EXERCISE REQUIREMENTS: Before copying, remove every picture, and then repeat all entries below precisely as written.

INPUT RECORDS:
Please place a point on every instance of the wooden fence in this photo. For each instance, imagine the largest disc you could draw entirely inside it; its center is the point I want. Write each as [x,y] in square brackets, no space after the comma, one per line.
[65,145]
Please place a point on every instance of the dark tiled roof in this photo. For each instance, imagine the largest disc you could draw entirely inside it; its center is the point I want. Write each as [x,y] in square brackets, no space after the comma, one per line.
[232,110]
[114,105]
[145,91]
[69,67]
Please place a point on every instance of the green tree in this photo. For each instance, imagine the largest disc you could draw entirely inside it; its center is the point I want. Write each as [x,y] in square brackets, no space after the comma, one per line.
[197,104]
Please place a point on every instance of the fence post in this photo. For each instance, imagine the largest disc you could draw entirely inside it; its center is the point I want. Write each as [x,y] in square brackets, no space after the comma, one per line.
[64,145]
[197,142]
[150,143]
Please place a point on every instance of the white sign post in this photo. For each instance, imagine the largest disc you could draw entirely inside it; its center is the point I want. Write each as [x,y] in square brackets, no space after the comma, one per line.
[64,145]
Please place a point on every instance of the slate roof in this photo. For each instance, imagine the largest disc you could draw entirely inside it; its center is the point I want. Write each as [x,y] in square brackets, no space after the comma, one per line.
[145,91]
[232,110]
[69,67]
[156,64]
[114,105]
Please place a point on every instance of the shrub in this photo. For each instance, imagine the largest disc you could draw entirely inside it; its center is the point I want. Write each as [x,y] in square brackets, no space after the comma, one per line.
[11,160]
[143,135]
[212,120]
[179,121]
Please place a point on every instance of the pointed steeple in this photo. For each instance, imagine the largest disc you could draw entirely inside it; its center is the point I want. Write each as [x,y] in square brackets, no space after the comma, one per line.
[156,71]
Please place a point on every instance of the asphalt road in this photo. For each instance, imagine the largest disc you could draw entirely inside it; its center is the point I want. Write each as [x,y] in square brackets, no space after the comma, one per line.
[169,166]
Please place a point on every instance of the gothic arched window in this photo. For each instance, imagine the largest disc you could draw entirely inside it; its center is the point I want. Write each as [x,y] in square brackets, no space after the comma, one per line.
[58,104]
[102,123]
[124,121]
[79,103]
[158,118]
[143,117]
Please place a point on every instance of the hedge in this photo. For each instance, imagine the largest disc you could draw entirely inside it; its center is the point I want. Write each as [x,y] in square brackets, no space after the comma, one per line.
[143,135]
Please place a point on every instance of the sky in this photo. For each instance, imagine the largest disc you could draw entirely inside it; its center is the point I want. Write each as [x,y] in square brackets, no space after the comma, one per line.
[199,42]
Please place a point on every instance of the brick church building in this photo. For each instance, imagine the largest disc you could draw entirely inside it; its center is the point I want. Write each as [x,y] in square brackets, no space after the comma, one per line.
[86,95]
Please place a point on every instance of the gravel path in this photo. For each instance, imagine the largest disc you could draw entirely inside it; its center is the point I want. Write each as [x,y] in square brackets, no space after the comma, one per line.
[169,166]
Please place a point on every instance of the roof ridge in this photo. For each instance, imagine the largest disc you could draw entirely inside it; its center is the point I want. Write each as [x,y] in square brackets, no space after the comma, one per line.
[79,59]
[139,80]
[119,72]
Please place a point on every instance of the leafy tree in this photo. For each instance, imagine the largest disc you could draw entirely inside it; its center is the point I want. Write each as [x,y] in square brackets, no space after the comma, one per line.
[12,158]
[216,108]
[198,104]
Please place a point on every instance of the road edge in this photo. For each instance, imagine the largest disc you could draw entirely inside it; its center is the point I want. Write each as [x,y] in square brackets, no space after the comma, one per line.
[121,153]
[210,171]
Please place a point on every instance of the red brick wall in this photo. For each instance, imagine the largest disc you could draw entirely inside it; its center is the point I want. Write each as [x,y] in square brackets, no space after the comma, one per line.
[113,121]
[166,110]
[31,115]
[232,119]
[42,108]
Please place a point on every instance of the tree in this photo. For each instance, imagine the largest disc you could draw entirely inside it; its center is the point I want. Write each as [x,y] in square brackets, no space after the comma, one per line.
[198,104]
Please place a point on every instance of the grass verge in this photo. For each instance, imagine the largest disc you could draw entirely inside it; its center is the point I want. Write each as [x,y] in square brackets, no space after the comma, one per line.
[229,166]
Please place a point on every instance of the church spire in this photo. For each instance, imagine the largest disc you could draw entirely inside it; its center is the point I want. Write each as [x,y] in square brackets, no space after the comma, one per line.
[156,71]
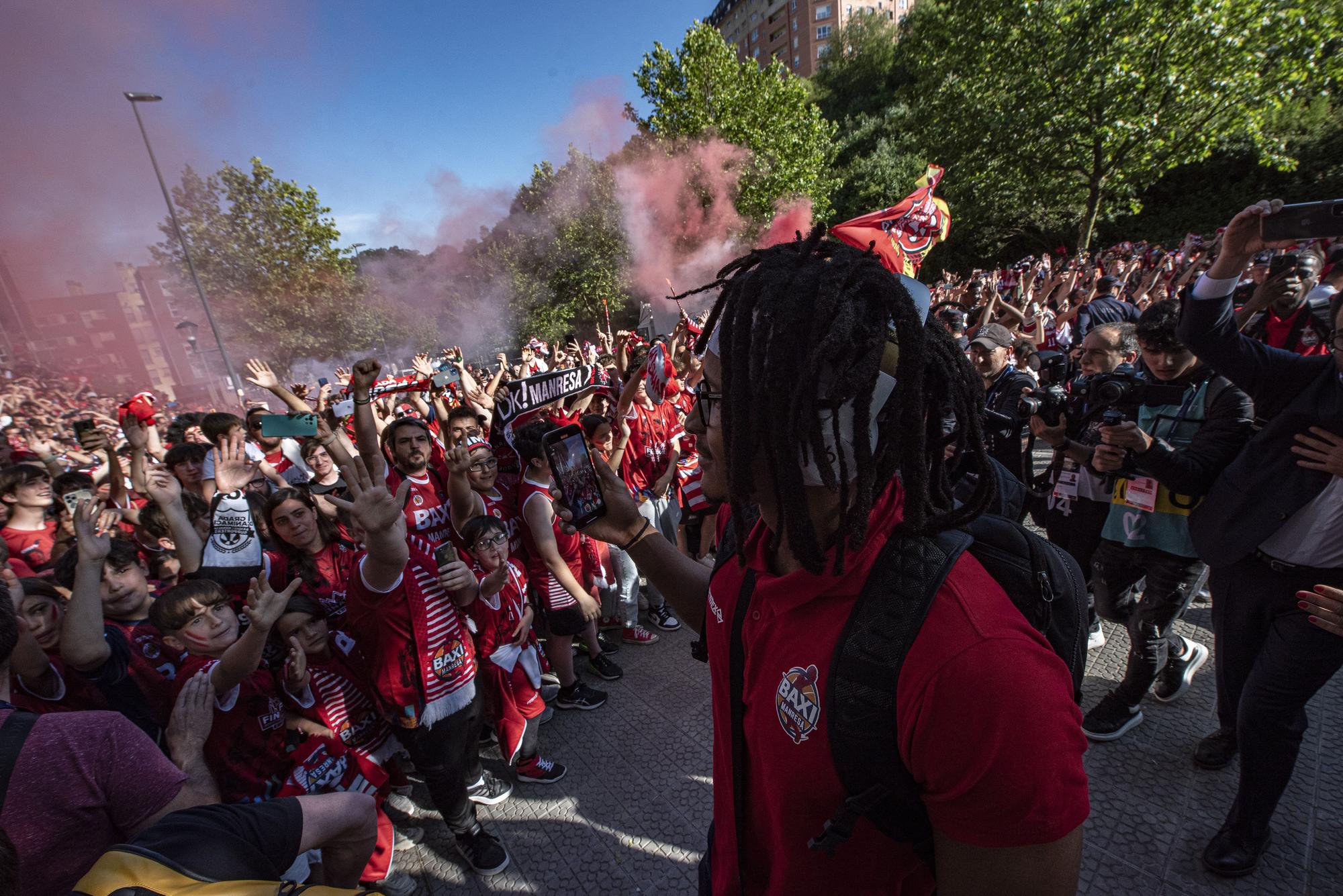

EXPECTED OUTPUT:
Please place a point on every instance of the wooden fence in this photo. For each instance, imagine the largest disc you could draw entirely inside it; its center is the point I want. Write each as [x,y] in square brackets, no space after the comma, one per line.
[65,145]
Please place a point on every instance of the dark tiled roof in this photo. For each instance, imagine the largest disc you could draw entirely inside it; its center is the point I want. Write each as [x,y] in square brackets, no space after the comma, one per line.
[232,110]
[114,105]
[145,91]
[69,67]
Please place a point on every instance of the green tree in this photo. For each instance, imagine the largest disc you could draw entirely inside it; its center is the point I want. Write each as [x,y] in square brackets, no space after the comma, one per line.
[197,104]
Please place a point on every instance of the fence post in this photo. For each instance, imagine the largest disc you could draw entirely inside it; its center is the point I want. Write each as [x,y] in square brackets, no space after the comma, one per line.
[64,145]
[197,142]
[150,143]
Please place a point on every instance of the white sign post in this photo. For each instance, imagine the largest disc you could draw entirely inside it; its center is the point I want. Write each as [x,y] in square brackets, no space after the comma, one per line.
[64,145]
Please place a point on every instance of the slate roof in this photo. For each instance, imagine the largest disc you could draw entirely inside it; its center is the point I want. Write each as [x,y] in square brackets, no space after the comma, one per line.
[145,91]
[232,110]
[69,67]
[156,64]
[114,105]
Please place a point on every instance of the shrub in this photo. For each instance, imagine the largest disc you could draw entirely inside it; its center is the point I want. Write each as [x,y] in square brackets, no space after the comma, one per line.
[11,160]
[143,135]
[212,120]
[179,121]
Please place a point on every instance of the pointed steeple in this photo. For each instance, imagine the largest disc you could draw entirely inside it; its center is the point I want. Write each as [x,y] in square brackets, no space after the comma, one per line.
[156,71]
Please place a point on every instance of the asphalt road in this photo. For each instance, imagine the largest disc you could draw entirely inside it; its center is the point I want. Write each as [x,y] in square brackets, no space after the comma, one per line.
[169,166]
Please place a point on every instance of the gothic arched window in this photo. For each instance, imagine the largest disc you could draw entirely inside it; its center is the point I want. Write each as [x,y] in square brackets, no space after the comma, one per line.
[58,104]
[102,123]
[124,121]
[79,103]
[158,118]
[143,117]
Please place a point on every instance of the hedge in this photo. For each instance, imagine the largest disc you could draw entirely inside it; its center is the point I want. Write each as [x,y] in square brackets, no space after the comma, one per line.
[143,135]
Please place a point on every instance of the sky in this photo. For each instance, imagine the largest disc you could draw entirely inside it; its center is the point I want. Write each as [x,y] in square brackets, no space after the comma, one per line.
[199,42]
Please place a point on every instance of the brick church building in this photo. For each instance, imagine the largest disc you could draw entirely inside it; its center is the point I want. Write each as [x,y] in square brackets, no space after the comma, one per line.
[86,95]
Please place a point on every instance of the gravel path in this photo. For each instance, imagine the largest disc you could draw entirely inside it; its center is the point I want. Write each as [x,y] in square brackets, no space after the comma, one per line.
[169,166]
Please place a point on every instance of the roof ridge in this photo. For each instance, imagine the largest disc you could draw entirely inside it; its center is the point I want. Write each as [x,y] in square brackets, no space after the comma, one per line.
[79,59]
[139,80]
[119,72]
Please place a point on every instance of the leafy tree in this photo. For each instance, imagine the largest disc you could draw entirely inside it; its center is the point I want. Write each as [x,y] in square brackets, no space after the comma, one per line.
[12,158]
[216,108]
[198,104]
Please place a point on every instance of the road edge in this photo. For each instance, imagine the largest disc you could draw entirely inside it; its center is the point I want. Write each as [x,y] in square brackets, no space after the comma, one per line.
[121,153]
[210,171]
Please place a point on every instance of the red brick wall in this photo. For each instance, imagine the largest disc you could draw entirely inside it; its center is the point I want. Write each as [x,y] in square brackets, no space after the comma, one per line.
[113,121]
[166,110]
[31,115]
[232,119]
[42,108]
Please place a point on every instance of the tree in this photo. For each instance, imagine the largest disc you could draw entirely inside it; its center is the point I want. Write each as [x,y] in square brackets, no space after the comma, one per line.
[198,104]
Please place a point on every instance of the grass verge in this photo. For each instance, imagine the largest disc you could draw entirely inside it; its center is the point I want. Write each as [x,y] in square brackets, no space after the comma, one per line.
[229,166]
Please place a point on every instance of the church spire in this photo. For each instance, imagine the largest disc you could draw entirely inside it; its center is the point I want. Write each as [x,y] in square brackets, no space after the comma, one per line.
[156,71]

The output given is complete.